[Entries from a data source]
☆ ☆ ☆
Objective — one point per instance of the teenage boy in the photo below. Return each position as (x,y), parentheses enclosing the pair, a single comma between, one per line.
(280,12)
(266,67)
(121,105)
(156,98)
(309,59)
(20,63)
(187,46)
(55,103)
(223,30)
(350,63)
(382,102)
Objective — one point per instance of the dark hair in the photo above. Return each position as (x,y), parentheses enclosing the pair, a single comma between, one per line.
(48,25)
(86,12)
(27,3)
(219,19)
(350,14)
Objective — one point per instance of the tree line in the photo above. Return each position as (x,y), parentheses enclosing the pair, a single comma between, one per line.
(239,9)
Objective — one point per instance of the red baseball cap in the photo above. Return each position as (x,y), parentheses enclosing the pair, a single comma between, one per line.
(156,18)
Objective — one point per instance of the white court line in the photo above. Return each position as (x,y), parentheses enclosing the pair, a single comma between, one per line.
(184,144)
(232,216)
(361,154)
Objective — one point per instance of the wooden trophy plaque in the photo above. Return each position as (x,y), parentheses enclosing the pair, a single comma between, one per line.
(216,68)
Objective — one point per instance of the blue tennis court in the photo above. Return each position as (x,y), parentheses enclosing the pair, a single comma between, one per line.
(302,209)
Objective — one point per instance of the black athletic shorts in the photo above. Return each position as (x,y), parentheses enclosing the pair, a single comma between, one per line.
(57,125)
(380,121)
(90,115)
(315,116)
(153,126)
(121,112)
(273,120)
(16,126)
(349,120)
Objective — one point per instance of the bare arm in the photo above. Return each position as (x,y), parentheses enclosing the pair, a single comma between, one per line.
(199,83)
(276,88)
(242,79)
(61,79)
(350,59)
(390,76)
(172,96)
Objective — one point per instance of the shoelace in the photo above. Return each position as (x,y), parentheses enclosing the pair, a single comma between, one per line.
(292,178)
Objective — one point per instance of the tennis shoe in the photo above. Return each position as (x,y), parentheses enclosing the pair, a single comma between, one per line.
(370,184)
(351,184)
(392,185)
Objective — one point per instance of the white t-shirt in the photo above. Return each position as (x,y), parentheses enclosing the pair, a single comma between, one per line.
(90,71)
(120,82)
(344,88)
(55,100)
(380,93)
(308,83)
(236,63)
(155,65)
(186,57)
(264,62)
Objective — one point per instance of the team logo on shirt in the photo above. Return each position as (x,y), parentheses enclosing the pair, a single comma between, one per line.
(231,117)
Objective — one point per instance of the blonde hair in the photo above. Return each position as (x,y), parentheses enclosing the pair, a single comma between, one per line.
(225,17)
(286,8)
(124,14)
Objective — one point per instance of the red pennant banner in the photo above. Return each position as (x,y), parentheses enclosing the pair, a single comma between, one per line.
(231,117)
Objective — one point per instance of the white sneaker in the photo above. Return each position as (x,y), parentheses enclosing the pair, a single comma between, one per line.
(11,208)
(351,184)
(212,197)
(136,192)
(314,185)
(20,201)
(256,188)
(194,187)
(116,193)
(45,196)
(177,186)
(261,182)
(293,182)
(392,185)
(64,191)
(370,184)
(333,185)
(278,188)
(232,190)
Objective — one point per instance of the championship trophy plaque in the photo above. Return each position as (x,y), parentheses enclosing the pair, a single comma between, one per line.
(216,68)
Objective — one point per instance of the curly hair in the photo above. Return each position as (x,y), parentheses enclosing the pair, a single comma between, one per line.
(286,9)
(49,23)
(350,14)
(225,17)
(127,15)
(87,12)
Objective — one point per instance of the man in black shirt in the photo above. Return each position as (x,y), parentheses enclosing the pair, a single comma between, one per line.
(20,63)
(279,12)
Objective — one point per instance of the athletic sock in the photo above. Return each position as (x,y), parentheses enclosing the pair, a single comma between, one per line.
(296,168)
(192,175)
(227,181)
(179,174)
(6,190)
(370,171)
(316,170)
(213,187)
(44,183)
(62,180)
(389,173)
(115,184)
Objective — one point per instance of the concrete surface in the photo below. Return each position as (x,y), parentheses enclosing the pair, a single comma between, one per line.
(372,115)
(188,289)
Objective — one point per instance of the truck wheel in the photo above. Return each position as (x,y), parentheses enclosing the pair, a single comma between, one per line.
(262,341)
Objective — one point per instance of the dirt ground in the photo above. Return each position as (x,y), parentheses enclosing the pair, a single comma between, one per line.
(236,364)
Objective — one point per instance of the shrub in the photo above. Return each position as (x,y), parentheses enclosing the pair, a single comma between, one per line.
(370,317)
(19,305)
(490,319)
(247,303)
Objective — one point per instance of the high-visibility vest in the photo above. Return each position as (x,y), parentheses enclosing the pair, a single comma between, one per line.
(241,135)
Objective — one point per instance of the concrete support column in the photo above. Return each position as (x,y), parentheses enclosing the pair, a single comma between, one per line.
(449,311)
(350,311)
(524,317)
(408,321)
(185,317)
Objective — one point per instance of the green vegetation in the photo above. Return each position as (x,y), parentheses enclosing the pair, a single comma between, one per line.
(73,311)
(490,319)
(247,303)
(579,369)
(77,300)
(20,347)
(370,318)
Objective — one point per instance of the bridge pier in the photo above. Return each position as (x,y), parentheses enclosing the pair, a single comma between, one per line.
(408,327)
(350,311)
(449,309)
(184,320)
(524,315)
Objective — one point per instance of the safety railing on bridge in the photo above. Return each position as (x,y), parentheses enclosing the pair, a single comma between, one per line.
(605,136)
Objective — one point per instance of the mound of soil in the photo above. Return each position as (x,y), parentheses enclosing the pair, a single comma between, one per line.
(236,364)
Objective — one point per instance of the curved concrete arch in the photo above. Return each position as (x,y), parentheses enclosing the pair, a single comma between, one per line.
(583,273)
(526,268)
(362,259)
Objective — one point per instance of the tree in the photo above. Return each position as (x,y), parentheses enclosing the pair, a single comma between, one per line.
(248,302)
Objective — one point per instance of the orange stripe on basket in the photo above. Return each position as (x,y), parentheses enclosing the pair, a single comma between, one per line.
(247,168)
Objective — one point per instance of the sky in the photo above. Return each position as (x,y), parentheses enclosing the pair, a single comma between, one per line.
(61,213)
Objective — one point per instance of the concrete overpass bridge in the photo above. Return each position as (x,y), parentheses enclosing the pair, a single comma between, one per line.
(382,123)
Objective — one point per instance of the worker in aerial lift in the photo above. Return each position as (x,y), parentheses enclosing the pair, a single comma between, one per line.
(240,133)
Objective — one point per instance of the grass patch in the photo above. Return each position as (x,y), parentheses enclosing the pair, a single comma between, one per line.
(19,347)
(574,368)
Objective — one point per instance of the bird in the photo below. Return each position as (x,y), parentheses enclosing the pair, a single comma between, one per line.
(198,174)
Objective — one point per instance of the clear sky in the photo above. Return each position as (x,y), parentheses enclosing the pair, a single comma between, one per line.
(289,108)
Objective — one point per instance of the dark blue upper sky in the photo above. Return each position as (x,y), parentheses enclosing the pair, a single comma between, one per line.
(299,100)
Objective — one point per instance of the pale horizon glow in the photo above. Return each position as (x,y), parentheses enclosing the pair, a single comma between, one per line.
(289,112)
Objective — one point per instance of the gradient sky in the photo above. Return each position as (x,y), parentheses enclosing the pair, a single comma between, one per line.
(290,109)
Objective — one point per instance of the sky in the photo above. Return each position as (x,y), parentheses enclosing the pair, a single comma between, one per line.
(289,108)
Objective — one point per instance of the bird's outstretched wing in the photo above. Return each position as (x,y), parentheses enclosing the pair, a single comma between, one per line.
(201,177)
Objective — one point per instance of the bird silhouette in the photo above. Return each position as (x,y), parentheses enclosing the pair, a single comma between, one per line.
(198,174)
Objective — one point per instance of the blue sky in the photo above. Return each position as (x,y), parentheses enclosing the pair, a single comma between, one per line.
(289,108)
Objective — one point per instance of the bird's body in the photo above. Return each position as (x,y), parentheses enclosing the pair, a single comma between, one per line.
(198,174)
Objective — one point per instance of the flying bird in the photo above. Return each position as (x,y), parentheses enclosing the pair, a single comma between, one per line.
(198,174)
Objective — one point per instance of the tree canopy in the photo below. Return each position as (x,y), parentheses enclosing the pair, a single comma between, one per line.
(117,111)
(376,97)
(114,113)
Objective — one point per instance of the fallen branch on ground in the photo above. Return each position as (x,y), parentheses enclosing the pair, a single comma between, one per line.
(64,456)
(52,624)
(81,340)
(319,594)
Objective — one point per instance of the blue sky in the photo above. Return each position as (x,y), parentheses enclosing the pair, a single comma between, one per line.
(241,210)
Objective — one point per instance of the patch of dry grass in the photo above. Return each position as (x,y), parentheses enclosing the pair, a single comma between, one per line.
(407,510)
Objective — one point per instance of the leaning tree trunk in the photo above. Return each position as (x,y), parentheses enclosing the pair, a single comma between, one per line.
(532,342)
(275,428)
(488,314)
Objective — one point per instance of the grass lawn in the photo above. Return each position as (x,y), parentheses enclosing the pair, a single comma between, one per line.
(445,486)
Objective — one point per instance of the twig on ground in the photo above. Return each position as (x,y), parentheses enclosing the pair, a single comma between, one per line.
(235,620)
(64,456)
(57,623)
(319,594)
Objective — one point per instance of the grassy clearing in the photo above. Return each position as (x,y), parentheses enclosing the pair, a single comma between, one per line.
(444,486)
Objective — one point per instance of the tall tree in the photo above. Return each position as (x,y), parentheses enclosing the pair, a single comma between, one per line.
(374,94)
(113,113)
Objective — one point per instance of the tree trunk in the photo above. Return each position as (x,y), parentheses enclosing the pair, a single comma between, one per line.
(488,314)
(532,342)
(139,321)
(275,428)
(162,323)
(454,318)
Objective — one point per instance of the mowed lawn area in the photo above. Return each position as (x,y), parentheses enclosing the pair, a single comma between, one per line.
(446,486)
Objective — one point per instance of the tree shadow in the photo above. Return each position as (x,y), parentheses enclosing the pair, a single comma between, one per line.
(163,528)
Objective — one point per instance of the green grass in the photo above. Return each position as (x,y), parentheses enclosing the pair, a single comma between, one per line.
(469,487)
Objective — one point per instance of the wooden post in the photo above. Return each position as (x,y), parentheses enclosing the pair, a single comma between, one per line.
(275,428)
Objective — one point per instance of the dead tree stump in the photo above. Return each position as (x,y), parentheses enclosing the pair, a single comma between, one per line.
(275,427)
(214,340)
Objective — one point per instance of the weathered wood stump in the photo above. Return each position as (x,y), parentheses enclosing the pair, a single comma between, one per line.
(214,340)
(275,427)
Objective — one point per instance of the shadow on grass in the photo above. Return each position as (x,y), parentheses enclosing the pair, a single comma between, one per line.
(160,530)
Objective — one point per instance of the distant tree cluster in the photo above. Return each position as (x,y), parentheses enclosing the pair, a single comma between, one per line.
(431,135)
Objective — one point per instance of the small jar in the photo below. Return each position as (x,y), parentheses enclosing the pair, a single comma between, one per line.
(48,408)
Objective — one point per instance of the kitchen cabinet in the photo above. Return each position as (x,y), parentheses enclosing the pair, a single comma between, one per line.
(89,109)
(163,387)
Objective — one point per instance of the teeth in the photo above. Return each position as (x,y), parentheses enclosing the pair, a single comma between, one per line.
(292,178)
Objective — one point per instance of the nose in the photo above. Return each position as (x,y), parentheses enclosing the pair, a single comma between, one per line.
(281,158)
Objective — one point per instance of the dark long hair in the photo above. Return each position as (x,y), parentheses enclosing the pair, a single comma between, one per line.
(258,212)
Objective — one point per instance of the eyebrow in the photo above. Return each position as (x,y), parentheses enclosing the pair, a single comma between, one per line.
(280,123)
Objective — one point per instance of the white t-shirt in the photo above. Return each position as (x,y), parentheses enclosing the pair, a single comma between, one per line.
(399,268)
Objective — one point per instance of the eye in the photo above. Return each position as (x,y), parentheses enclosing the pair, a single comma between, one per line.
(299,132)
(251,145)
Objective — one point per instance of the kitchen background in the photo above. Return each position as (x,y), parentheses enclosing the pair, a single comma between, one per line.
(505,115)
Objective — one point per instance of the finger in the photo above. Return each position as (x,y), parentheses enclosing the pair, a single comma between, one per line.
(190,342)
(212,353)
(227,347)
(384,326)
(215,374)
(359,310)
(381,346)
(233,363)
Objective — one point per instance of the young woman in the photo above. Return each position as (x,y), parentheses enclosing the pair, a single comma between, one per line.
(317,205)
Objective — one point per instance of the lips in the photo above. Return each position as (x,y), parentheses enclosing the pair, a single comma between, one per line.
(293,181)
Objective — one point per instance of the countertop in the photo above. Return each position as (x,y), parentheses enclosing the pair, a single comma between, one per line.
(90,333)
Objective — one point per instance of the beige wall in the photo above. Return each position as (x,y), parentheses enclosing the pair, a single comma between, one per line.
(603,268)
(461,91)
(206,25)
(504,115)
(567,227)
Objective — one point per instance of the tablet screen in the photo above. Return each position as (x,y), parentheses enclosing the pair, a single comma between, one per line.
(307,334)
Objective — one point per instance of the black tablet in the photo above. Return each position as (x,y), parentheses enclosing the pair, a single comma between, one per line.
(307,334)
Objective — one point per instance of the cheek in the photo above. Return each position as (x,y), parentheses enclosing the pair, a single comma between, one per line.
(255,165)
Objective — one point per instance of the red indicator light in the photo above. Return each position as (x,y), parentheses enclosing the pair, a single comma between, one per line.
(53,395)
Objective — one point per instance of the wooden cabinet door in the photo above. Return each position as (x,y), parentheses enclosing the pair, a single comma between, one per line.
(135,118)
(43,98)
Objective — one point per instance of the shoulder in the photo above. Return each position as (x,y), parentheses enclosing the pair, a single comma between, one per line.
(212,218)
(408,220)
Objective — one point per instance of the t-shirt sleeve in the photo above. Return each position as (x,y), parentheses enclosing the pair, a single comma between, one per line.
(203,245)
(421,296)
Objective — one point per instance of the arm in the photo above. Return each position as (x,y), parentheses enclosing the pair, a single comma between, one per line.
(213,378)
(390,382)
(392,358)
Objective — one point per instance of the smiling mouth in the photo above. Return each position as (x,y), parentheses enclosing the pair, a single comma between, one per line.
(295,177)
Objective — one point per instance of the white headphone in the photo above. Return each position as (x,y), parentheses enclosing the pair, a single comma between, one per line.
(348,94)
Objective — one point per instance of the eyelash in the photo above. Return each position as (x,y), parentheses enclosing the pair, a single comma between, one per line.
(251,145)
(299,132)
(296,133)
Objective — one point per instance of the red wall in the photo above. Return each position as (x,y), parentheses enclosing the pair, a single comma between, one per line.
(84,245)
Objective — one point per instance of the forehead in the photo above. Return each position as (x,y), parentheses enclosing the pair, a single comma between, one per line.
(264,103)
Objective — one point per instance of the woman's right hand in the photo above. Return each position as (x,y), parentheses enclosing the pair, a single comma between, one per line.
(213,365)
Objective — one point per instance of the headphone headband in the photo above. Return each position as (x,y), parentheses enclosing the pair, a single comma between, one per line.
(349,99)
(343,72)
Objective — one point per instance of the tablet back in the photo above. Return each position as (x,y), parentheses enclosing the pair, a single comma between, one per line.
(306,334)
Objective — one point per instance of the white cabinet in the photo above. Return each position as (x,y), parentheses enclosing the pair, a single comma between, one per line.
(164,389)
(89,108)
☆ ☆ ☆
Aim: Rewrite the part that opens with the line containing "Objective — one point per instance of the woman's" and runs through the end of the entries, changing every "Objective" to "Goal" and leaving everything else the same.

Result for this exercise:
Goal — one point per instance of the woman's right hand in the photo above. Return each position as (x,y), parentheses enclosing the pair, a single comma between, one per line.
(213,365)
Goal — one point per instance of the headphone headband in the photo above. Return each position as (x,y), parentheses enclosing the pair, a single comma between, one per line.
(349,99)
(343,72)
Goal — one point per instance of the tablet back in the photo above. Return each position as (x,y), parentheses enclosing the pair, a single comma between, one per line.
(306,334)
Goal — one point per instance of the white cabinet in the photo above. Return each position as (x,y), parentheses enclosing the pair, a single comma between, one per line.
(164,389)
(89,108)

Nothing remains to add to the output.